EXERCISE INSTRUCTIONS. Reproduce the listing below verbatim, keeping every line and character unchanged.

STORED ROWS.
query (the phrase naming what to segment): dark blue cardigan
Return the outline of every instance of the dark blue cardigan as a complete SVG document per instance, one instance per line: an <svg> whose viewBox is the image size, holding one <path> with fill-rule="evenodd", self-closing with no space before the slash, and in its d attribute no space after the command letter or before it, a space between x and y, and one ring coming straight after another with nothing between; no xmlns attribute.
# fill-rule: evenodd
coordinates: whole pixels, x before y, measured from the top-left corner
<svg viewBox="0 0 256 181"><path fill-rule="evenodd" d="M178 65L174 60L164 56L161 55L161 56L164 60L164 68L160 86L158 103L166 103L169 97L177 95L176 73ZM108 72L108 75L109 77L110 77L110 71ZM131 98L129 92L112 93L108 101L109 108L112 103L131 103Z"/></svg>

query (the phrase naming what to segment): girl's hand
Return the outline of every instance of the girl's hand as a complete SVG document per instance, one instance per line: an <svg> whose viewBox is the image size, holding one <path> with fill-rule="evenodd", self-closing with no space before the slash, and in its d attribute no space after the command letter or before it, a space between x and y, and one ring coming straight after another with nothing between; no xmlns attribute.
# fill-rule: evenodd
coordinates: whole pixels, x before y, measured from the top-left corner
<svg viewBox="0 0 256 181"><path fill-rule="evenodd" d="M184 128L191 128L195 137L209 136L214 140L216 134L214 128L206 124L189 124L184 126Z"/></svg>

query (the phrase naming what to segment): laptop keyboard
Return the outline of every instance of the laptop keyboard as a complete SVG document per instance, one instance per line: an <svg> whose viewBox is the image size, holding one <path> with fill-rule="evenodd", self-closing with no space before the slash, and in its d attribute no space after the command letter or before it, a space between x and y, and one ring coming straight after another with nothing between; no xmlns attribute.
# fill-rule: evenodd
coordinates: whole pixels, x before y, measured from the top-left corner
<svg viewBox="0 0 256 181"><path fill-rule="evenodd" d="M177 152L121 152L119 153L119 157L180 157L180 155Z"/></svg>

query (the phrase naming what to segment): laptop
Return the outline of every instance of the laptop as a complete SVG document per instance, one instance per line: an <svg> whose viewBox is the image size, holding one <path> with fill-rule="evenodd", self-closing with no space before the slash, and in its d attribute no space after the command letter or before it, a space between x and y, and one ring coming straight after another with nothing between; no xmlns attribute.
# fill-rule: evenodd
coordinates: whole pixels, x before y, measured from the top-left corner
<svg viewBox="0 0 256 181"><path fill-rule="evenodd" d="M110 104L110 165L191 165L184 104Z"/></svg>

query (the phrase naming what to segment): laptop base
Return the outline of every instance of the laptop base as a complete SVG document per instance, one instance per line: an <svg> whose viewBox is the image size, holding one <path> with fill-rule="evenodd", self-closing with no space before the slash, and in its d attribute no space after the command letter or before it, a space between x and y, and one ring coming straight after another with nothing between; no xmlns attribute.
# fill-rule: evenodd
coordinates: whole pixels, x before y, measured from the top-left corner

OUTPUT FOR THIS EXERCISE.
query (the phrase naming what to segment): dark blue cardigan
Return the outline of every instance of the dark blue cardigan as a complete SVG document per instance, one instance per line: an <svg> whose viewBox is the image size, holding one <path> with fill-rule="evenodd", self-closing with no space before the slash, and in its d attribute no space after the command letter or before it, a space between x and y, and one ring coming straight after another with nothing between; no xmlns attribute.
# fill-rule: evenodd
coordinates: whole pixels, x before y, measured from the top-left corner
<svg viewBox="0 0 256 181"><path fill-rule="evenodd" d="M178 65L174 60L164 56L161 55L161 56L164 60L164 68L160 86L158 103L166 103L169 97L177 95L176 73ZM108 72L108 75L109 77L110 77L110 71ZM131 98L129 92L112 93L108 101L109 108L112 103L131 103Z"/></svg>

query (the phrase naming what to segment): girl's hand
Return the outline of every instance of the girl's hand as a complete SVG document per instance, one instance per line: an <svg> whose viewBox is the image size, holding one <path> with fill-rule="evenodd", self-closing with no space before the slash, and in its d attribute no space after the command letter or before it, a space between x and y, and one ring coming straight after another with nothing between; no xmlns attribute.
# fill-rule: evenodd
coordinates: whole pixels, x before y, measured from the top-left corner
<svg viewBox="0 0 256 181"><path fill-rule="evenodd" d="M184 128L191 128L195 137L209 136L214 140L216 134L214 128L206 124L189 124L184 126Z"/></svg>

query (the phrase naming what to segment): laptop keyboard
Return the outline of every instance of the laptop keyboard as a complete SVG document per instance, one instance per line: an <svg> whose viewBox is the image size, holding one <path> with fill-rule="evenodd", self-closing with no space before the slash, and in its d attribute no space after the command letter or before it, a space between x and y, and one ring coming straight after another with nothing between; no xmlns attribute.
# fill-rule: evenodd
coordinates: whole pixels, x before y, measured from the top-left corner
<svg viewBox="0 0 256 181"><path fill-rule="evenodd" d="M177 152L121 152L119 153L119 157L180 157L180 155Z"/></svg>

query (the phrase naming what to segment): laptop
Return the outline of every instance of the laptop as a complete SVG document per instance, one instance per line: an <svg> whose viewBox is the image size, holding one <path> with fill-rule="evenodd", self-closing with no space before the slash, and in its d attribute no space after the command letter or before it, a space between x and y, and one ring coming straight after another with nothing between; no xmlns attribute.
# fill-rule: evenodd
coordinates: whole pixels, x before y, measured from the top-left corner
<svg viewBox="0 0 256 181"><path fill-rule="evenodd" d="M110 104L110 165L191 165L184 104Z"/></svg>

query (the phrase naming what to segment): laptop base
Return the outline of every instance of the laptop base as a complete SVG document per instance, one instance per line: an <svg> whose viewBox is the image size, holding one <path> with fill-rule="evenodd", self-closing with no space before the slash, and in its d attribute no space after the command letter or before it, a space between x and y, and one ring coming straight after another with nothing between; no xmlns attribute.
# fill-rule: evenodd
coordinates: whole pixels, x before y, measured from the top-left corner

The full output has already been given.